:: Given text ::
*** Block opens ***

Your dentist will undoubtedly tell you that prevention is better than a cure when it comes to the degradation and possible loss of your natural teeth. While you might practise impeccable dental hygiene, a tooth can still be lost or damaged in an accident, so that cure might still be necessary despite your best efforts. While a missing tooth can be "cured" by a contemporary dental implant, it's interesting to note that early dentists have been attempting to do the same thing for centuries now. And it might also be possible that contemporary dental implants might become outdated. So what about the history, the present, and the future of replacing missing teeth?
Replacing missing or damaged teeth is not a new concept. The best-preserved example was discovered at Playa de los Muertos (Beach of the Dead) in Honduras. During excavation work in the late 1920s and early 1930s, Dorothy Popenoe and her husband Wilson discovered bone fragments dating back to between the 7th and 8th centuries. Amongst these discoveries was a jaw bone where three specially cut pieces of shell were used to replace missing incisor teeth. The fact that the shells were still lodged in the bone showed that the prosthetic teeth (the shells) could be considered to be a very early type of dental implant. Of course, dental implants have (mercifully) come a long way since then.

*** Block closes ***

[Stored entries]
*** Block opens ***

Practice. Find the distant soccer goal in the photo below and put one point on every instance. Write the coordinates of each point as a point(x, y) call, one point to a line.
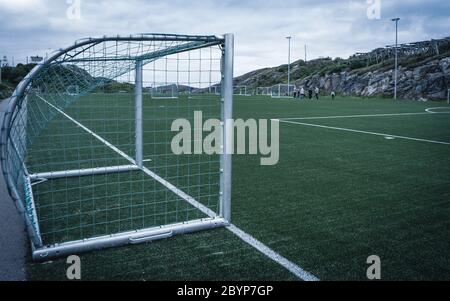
point(241, 91)
point(265, 91)
point(73, 90)
point(282, 91)
point(164, 92)
point(95, 166)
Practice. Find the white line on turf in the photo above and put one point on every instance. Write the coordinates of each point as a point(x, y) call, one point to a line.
point(432, 110)
point(362, 116)
point(363, 132)
point(290, 266)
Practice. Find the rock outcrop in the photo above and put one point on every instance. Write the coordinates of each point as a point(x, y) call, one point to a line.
point(428, 81)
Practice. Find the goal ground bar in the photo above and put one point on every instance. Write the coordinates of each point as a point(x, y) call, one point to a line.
point(83, 172)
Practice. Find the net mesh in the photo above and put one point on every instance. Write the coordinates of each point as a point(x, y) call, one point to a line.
point(77, 116)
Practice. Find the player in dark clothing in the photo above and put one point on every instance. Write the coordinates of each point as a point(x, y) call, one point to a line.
point(310, 93)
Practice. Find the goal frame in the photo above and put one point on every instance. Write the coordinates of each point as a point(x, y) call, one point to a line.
point(241, 88)
point(23, 195)
point(277, 90)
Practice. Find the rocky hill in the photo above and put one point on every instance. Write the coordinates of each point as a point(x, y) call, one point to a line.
point(421, 76)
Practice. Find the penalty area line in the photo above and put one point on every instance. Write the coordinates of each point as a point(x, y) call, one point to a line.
point(364, 132)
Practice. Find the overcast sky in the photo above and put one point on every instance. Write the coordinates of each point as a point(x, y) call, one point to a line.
point(329, 28)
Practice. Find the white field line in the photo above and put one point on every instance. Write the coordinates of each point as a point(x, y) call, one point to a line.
point(362, 116)
point(290, 266)
point(364, 132)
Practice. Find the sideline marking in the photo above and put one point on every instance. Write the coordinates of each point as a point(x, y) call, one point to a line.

*** Block closes ***

In the passage on replacing missing teeth, copy everything from "Replacing missing or" down to "way since then.", swapping "jaw bone" for "jawbone".

Replacing missing or damaged teeth is not a new concept. The best-preserved example was discovered at Playa de los Muertos (Beach of the Dead) in Honduras. During excavation work in the late 1920s and early 1930s, Dorothy Popenoe and her husband Wilson discovered bone fragments dating back to between the 7th and 8th centuries. Amongst these discoveries was a jawbone where three specially cut pieces of shell were used to replace missing incisor teeth. The fact that the shells were still lodged in the bone showed that the prosthetic teeth (the shells) could be considered to be a very early type of dental implant. Of course, dental implants have (mercifully) come a long way since then.